---------- Material provided ----------
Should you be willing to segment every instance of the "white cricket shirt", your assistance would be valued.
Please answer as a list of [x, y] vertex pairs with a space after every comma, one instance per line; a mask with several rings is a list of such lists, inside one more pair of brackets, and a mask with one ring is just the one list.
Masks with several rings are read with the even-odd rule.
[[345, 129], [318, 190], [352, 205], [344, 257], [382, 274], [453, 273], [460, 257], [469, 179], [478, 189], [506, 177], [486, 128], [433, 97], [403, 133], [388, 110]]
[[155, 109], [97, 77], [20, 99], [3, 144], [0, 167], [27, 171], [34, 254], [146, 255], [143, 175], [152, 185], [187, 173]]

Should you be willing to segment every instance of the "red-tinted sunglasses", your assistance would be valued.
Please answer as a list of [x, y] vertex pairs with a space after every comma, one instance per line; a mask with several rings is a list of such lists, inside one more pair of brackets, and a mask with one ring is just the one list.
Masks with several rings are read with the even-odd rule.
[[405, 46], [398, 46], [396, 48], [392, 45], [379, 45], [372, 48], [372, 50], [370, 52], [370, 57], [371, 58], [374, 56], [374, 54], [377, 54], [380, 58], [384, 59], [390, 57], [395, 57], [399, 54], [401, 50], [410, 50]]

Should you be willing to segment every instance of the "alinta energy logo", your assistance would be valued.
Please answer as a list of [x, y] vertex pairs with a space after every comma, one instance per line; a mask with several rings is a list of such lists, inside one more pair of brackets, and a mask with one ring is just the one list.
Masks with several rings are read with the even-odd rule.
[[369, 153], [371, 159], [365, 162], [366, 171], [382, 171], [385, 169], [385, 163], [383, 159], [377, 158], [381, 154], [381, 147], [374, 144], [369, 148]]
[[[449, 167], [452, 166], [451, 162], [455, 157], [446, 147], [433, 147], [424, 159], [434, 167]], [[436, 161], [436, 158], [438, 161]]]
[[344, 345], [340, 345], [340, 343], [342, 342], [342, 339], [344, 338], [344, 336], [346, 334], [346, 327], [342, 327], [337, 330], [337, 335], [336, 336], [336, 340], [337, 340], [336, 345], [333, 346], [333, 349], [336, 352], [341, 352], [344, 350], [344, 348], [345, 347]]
----------
## Requirement:
Recast the stored data as a Markdown table with columns named Row and Line, one row per line and blank lines left out. Begin with the first line of the records and stop after the line that contains "185], [187, 173]]".

## Exercise result:
| Row | Line |
|---|---|
| 1 | Should you be willing to segment every instance of the "white cricket shirt", your assistance would be valued. |
| 2 | Please answer as a list of [x, y] vertex pairs with a space after every comma, one instance per line; a mask with several rings is a list of such lists, inside one more pair of brackets, and a mask with one ring is just the one list. |
| 3 | Masks with several rings are read with the even-odd rule. |
| 4 | [[345, 129], [318, 190], [352, 205], [344, 257], [382, 274], [453, 273], [460, 257], [469, 179], [478, 189], [506, 177], [486, 128], [433, 97], [403, 133], [388, 110]] |
| 5 | [[155, 109], [97, 77], [20, 99], [3, 144], [0, 167], [27, 171], [34, 254], [146, 255], [143, 175], [152, 185], [187, 173]] |